### Data for analysis
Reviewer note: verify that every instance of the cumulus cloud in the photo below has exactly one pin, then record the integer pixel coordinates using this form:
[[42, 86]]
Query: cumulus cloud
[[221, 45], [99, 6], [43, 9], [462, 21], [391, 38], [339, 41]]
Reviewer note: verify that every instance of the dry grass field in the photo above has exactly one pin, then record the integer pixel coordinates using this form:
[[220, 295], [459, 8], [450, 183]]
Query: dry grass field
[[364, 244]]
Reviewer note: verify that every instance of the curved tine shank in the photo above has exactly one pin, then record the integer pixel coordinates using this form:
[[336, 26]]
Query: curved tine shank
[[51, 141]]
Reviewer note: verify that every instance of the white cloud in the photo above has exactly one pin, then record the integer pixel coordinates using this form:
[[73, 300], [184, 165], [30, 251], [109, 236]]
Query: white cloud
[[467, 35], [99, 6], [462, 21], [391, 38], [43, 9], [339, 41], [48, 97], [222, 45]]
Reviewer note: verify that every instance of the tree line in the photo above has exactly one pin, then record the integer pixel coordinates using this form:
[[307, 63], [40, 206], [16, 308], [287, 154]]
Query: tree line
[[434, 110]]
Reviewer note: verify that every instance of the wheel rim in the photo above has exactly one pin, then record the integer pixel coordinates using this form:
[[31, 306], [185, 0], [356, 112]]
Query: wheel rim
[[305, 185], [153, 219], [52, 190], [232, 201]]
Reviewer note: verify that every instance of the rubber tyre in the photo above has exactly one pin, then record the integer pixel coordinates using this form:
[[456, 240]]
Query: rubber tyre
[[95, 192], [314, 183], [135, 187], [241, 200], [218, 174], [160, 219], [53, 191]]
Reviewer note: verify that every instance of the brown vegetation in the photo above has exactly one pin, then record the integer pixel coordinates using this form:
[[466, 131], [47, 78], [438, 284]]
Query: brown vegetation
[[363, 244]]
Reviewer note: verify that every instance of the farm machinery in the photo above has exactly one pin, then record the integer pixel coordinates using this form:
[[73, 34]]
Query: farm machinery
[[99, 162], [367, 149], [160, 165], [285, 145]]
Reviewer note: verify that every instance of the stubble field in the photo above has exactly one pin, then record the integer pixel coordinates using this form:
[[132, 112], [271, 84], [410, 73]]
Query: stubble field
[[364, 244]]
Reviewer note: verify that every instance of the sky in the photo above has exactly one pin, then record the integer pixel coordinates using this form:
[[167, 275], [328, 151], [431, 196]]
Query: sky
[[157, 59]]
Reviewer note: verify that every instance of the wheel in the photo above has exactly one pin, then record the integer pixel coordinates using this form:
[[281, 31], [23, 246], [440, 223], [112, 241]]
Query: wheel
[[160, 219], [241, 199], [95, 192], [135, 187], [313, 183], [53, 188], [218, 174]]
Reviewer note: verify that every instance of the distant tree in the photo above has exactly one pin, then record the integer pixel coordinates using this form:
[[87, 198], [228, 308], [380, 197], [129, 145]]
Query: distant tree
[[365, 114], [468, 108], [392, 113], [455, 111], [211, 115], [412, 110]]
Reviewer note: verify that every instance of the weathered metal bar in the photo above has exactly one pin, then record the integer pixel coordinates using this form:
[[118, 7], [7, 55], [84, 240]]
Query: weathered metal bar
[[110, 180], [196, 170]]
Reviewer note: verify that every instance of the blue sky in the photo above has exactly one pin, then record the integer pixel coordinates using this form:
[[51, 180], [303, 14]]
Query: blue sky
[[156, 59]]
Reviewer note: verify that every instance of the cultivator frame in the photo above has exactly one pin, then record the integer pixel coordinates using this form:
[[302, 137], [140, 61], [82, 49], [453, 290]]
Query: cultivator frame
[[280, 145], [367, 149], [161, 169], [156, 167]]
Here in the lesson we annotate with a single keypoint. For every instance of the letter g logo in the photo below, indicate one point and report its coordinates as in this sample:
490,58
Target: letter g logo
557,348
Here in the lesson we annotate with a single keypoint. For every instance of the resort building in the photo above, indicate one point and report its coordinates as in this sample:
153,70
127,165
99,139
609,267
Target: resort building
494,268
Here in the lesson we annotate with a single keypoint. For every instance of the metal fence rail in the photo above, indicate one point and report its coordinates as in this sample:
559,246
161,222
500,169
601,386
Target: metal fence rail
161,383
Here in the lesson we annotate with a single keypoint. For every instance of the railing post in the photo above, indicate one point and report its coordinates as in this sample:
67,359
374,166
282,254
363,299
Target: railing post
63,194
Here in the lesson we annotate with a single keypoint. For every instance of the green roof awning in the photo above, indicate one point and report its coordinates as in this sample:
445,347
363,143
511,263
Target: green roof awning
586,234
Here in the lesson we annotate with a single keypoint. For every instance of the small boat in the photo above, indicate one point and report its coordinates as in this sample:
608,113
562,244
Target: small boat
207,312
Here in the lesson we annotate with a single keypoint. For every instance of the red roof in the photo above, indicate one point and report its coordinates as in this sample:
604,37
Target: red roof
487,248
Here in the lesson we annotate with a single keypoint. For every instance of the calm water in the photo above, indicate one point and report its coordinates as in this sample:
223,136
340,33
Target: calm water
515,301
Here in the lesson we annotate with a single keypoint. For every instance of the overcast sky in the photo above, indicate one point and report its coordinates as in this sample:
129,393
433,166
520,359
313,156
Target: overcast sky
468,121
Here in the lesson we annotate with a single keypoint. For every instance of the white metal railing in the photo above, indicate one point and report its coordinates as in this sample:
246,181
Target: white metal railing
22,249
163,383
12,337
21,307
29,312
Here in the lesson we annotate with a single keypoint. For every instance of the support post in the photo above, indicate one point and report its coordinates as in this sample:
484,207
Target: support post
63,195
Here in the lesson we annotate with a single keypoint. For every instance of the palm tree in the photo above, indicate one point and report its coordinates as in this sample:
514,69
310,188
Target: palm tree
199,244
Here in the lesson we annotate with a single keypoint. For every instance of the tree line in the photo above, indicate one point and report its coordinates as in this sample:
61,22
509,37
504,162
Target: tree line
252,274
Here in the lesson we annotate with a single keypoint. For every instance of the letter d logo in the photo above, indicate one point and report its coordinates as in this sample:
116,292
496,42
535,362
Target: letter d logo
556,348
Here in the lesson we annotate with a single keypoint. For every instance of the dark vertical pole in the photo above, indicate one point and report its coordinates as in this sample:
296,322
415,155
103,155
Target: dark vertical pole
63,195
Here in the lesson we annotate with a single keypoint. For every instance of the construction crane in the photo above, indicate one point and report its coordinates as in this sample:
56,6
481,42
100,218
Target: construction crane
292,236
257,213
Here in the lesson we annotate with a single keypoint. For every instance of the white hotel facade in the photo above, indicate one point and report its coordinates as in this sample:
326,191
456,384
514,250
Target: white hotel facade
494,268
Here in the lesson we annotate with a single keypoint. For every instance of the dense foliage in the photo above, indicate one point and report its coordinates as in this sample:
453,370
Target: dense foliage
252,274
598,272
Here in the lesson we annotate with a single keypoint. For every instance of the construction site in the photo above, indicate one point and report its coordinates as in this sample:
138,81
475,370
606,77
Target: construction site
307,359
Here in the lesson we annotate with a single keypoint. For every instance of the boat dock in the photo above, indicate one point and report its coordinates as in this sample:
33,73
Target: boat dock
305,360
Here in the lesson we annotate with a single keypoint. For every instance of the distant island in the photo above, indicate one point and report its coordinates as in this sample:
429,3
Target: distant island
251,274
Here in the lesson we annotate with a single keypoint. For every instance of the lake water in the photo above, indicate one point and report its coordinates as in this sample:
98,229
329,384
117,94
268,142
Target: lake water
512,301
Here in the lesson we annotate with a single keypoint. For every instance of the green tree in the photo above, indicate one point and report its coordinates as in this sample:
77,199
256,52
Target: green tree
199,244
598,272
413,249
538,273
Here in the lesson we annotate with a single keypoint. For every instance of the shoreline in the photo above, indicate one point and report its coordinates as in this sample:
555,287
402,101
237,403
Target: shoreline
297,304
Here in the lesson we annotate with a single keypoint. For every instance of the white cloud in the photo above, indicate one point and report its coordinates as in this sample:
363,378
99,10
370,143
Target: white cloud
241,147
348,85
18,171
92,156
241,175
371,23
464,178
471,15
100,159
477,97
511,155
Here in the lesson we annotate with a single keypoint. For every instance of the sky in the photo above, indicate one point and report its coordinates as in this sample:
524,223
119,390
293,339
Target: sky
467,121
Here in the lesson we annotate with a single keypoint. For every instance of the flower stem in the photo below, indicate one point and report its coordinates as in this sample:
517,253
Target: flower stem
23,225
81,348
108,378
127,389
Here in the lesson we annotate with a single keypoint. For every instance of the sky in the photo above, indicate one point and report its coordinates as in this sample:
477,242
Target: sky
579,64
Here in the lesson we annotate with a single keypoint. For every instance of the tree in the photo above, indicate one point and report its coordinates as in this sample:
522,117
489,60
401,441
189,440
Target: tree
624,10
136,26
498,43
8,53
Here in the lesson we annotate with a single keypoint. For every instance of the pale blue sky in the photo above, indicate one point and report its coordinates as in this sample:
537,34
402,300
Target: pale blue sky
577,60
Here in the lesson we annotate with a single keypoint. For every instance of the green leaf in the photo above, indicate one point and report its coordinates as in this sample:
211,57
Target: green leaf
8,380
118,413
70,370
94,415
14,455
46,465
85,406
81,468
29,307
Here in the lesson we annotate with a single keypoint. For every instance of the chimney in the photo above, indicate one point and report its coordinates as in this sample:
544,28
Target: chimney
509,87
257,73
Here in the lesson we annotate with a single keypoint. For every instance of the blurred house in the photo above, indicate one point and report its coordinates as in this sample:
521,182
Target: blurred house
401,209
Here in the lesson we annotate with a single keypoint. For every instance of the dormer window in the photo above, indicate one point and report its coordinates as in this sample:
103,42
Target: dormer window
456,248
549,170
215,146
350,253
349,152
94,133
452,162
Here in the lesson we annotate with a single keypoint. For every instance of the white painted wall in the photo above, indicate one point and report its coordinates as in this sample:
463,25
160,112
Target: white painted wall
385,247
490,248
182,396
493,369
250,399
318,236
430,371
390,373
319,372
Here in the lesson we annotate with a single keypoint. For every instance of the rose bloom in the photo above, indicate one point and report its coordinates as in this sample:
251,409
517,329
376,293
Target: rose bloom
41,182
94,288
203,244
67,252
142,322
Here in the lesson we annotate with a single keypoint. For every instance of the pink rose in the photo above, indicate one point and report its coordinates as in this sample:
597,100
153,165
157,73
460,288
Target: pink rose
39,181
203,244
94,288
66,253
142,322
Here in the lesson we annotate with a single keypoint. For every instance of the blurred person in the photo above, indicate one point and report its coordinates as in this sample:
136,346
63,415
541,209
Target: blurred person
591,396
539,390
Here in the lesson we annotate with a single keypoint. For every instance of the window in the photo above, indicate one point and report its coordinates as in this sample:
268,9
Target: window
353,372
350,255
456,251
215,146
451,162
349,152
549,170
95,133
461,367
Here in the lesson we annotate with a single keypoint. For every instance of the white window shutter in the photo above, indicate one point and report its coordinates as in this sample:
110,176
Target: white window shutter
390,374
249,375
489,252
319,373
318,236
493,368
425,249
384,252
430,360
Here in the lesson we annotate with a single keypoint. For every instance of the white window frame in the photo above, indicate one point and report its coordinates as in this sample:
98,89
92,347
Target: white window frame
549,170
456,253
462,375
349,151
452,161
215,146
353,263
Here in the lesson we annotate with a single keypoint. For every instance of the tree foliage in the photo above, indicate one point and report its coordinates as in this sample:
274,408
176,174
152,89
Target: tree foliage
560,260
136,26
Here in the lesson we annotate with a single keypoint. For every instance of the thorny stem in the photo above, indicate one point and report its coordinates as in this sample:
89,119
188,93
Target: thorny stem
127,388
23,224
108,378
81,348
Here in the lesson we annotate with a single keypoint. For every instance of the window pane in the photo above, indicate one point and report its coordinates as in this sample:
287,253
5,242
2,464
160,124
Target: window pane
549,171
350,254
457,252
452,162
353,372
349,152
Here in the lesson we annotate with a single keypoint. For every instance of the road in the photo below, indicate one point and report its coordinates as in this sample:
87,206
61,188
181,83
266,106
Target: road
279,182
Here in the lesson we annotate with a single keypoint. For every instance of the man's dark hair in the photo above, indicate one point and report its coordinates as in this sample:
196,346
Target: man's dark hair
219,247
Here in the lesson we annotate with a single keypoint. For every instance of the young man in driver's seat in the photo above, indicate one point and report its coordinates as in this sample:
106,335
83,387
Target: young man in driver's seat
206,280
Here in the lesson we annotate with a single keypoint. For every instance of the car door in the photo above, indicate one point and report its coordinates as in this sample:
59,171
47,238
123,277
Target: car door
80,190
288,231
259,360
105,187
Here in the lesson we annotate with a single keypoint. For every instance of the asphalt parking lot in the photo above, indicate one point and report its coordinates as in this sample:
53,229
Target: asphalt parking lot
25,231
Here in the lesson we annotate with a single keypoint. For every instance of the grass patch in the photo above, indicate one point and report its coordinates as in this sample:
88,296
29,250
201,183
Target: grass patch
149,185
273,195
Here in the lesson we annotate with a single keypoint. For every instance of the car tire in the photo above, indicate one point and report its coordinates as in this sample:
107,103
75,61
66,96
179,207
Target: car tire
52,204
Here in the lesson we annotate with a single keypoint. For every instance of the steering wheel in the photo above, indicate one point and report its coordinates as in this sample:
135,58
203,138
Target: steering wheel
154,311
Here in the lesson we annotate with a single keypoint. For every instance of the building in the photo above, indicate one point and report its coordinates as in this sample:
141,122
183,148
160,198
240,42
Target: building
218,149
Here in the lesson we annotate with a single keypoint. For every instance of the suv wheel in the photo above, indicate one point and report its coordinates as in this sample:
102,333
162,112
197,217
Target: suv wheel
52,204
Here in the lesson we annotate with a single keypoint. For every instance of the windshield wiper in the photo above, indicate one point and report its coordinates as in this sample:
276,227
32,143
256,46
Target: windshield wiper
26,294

### Activity
Gather each line of the listing that holds the string "below".

### Response
Reviewer note: verify that every instance of the cumulus cloud in the photo below has exactly one pin, then record the integer pixel coordinates using this form:
Here in the lesson we annotate with a single keypoint. For every instance of the letter g logo in the photo below, indicate one point and report its coordinates as in this sample:
Here in the lesson we annotate with a single keypoint. For every instance of the flower stem in the photo below, indicate one point and report its coordinates as in this sample:
Here in the lesson we annotate with a single keypoint. For every instance of the road in the photo below, indicate one point and report its coordinates as in this sample:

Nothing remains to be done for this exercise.